Supplied text:
+++

Studio album by Hayley Westenra
- Released: 14 June 2013
- Recorded: 2013
- Genre: Classical, Traditional music
- Length: 43:36
- Label: Decca, Universal
- Producer: Jon Cohen

Hayley Westenra chronology
| Paradiso (2011) | Hushabye (2013) |  |

= Hushabye (album) =

Hushabye is the sixth international studio album by Christchurch, New Zealand soprano Hayley Westenra. The album consists of lullabies and other gentle songs, and is intended to be a calming experience for both children and adults; Westenra sang closer to the microphone than normal in order to create an appropriate atmosphere.

The fourth track on the album, "Sleep On", was composed by Paul Mealor with lyrics by Brendan Graham as a lullaby for the then-Duke and Duchess of Cambridge's baby. Westenra and her record company, Decca Records, will be giving away a copy of the album to every new parent in the UK, Australia, and New Zealand whose child was born on the same day as the royal baby.

+++

Given exercise 1: Count the lines in the rows below that contain the string "podium", treating case as significant, and give only the number.

Data for processing:
+++

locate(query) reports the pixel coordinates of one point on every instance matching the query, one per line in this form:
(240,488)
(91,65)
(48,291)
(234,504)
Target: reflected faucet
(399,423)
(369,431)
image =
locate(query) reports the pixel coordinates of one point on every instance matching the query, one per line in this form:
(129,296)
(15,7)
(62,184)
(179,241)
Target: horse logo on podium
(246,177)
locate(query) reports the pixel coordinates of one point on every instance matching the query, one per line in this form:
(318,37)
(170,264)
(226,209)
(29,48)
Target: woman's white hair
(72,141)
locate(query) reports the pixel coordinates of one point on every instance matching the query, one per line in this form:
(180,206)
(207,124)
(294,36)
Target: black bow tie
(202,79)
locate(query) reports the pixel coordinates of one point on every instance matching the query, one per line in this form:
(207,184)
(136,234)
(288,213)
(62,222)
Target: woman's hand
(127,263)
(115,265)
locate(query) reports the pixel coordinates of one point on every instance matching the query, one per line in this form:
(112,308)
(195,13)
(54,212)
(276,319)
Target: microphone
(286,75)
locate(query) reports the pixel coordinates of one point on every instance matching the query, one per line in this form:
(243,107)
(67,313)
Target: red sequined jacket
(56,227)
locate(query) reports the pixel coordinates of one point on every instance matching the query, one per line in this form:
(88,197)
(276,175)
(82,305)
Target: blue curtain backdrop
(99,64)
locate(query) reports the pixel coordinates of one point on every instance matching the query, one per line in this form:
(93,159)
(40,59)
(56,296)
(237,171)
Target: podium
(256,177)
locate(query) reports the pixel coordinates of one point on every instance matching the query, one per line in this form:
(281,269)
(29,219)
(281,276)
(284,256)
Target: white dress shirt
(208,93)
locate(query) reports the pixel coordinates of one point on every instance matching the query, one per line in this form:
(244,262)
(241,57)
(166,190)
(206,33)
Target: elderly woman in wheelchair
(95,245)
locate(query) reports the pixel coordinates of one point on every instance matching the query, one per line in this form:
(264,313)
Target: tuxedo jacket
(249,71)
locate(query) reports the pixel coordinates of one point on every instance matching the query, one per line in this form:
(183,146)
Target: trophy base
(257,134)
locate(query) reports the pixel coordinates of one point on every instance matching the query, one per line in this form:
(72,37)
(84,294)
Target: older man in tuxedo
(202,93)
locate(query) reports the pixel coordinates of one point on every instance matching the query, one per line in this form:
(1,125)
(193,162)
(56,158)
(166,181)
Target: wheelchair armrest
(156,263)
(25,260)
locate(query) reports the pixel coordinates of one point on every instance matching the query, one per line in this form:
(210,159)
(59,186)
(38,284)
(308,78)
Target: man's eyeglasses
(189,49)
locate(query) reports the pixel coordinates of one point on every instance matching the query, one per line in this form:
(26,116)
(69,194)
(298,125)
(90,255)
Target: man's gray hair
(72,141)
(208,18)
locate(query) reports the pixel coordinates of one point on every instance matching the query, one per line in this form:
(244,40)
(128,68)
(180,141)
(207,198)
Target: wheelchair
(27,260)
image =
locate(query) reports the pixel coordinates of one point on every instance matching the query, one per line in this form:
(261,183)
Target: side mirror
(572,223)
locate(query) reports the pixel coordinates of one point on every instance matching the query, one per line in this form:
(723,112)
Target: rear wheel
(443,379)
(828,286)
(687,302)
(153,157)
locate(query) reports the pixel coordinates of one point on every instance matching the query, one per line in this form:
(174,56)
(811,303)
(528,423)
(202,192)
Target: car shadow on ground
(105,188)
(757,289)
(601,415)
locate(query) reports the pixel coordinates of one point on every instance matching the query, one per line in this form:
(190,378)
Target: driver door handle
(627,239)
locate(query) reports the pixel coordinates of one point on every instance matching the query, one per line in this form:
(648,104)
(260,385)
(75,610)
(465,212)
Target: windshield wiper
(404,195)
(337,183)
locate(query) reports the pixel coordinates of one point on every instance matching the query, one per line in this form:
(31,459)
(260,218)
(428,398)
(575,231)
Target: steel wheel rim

+++

Given exercise 2:
Answer the following from the Hushabye article above:
(a) Who is listed as the album's producer?
(b) Who composed the music for "Sleep On"?
(c) What is the total length of the album?

Written solution 1: 2

Written solution 2:
(a) Jon Cohen
(b) Paul Mealor
(c) 43:36